* **Your task**:
Below are the records. List every line holding the word "woman".

[Start of Attachment]

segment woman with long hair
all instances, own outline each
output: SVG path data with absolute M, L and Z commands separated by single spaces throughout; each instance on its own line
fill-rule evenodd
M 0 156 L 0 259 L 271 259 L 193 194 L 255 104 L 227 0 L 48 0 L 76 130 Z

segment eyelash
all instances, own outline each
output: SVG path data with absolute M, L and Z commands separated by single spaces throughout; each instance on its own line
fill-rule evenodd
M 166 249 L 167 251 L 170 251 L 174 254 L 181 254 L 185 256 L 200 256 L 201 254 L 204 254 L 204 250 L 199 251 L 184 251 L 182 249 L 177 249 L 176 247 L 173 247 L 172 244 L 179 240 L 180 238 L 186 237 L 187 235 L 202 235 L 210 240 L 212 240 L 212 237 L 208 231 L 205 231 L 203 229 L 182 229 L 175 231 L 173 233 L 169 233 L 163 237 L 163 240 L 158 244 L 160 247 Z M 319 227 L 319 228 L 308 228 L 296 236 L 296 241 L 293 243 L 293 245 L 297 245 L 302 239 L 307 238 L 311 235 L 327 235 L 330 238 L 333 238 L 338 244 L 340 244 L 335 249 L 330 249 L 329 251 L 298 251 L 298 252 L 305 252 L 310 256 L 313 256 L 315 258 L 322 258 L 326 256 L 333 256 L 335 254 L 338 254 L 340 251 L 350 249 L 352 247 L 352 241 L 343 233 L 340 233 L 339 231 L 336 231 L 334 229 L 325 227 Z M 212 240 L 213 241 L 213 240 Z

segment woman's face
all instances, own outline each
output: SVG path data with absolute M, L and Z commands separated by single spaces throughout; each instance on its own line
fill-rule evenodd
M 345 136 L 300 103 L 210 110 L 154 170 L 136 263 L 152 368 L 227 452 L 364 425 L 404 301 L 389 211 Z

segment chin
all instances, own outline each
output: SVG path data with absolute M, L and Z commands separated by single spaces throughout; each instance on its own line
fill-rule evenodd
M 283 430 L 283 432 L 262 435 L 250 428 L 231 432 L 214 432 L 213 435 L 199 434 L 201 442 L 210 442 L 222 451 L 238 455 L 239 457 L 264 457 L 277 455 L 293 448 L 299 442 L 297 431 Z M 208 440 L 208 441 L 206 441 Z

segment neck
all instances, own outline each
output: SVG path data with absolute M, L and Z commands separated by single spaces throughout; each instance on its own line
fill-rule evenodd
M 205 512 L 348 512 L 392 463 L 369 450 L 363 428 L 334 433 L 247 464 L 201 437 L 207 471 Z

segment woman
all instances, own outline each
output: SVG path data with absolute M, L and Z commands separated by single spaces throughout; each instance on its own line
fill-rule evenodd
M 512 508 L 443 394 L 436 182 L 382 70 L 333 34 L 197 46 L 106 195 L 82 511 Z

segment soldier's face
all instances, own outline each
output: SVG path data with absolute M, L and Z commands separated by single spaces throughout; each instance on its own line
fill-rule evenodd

[End of Attachment]

* **Written answer**:
segment woman with long hair
segment woman's face
segment woman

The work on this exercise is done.